#### REQUIREMENT:
Answer with the exact lines of the following material from the one containing "Subject: calm water" through the one containing "Subject: coconut palm tree", both end lines included.
[AVAILABLE DATA]
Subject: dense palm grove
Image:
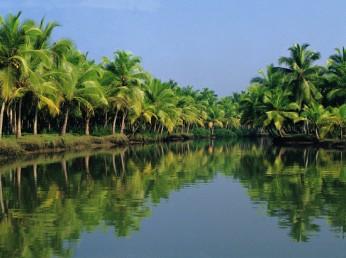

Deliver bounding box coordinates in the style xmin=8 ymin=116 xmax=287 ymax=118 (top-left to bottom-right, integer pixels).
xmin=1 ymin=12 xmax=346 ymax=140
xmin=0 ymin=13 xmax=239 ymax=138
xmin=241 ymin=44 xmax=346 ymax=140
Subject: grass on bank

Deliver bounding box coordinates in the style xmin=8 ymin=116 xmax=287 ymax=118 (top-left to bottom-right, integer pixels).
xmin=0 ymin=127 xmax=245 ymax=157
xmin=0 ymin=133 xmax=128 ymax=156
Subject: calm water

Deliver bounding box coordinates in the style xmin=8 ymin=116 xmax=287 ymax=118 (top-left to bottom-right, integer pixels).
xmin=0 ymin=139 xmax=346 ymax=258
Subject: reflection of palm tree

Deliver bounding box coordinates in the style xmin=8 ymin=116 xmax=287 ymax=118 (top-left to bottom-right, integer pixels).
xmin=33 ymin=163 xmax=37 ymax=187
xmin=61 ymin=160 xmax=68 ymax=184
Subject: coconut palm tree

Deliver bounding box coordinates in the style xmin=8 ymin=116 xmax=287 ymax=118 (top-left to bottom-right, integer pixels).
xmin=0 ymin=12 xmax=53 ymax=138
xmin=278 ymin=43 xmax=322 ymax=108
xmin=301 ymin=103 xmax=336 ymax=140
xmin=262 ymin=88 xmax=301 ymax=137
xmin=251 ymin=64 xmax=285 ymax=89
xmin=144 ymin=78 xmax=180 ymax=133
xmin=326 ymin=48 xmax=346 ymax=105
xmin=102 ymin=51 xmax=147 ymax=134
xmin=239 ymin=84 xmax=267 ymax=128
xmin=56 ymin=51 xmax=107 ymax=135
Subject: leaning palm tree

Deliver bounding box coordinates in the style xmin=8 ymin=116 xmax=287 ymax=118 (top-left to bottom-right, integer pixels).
[/AVAILABLE DATA]
#### EXERCISE OUTPUT:
Subject: calm water

Deliver bounding box coordinates in the style xmin=8 ymin=116 xmax=287 ymax=118 (top-left to bottom-right, integer pixels).
xmin=0 ymin=139 xmax=346 ymax=258
Subject: reflection of palm tree

Deliver bounding box coordinates in the style xmin=8 ymin=116 xmax=287 ymax=118 (top-left to bottom-right, integer pixels).
xmin=33 ymin=163 xmax=37 ymax=187
xmin=61 ymin=160 xmax=68 ymax=184
Subject: coconut palm tree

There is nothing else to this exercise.